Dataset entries
.....

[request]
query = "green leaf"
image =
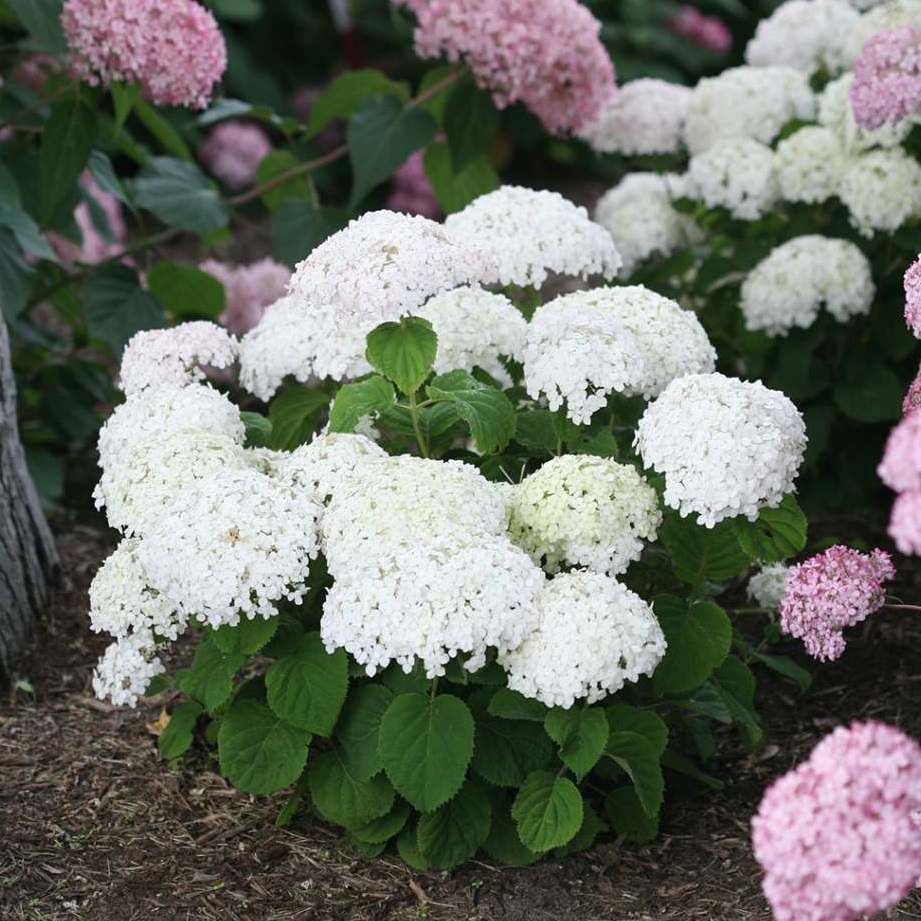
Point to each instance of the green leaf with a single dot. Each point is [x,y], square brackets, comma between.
[180,195]
[116,306]
[259,752]
[176,737]
[344,95]
[374,394]
[425,745]
[470,121]
[246,637]
[308,686]
[547,811]
[341,798]
[403,352]
[698,639]
[778,533]
[453,833]
[636,755]
[210,679]
[581,735]
[382,135]
[185,290]
[295,414]
[487,411]
[65,150]
[358,729]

.....

_TASK DETAILS:_ Word for word, please reproduce each entry above and leave out every picture.

_ANSWER FOR THE TASK:_
[request]
query = "green leaf"
image =
Point to each instance of the green leaf with a single dot. Each point is [x,y], square brackets, comma between.
[180,195]
[116,306]
[259,752]
[176,737]
[344,95]
[374,394]
[425,745]
[470,121]
[246,637]
[308,686]
[547,811]
[341,798]
[403,352]
[698,639]
[778,533]
[453,833]
[636,755]
[210,679]
[581,735]
[382,135]
[185,290]
[295,414]
[487,411]
[65,150]
[358,729]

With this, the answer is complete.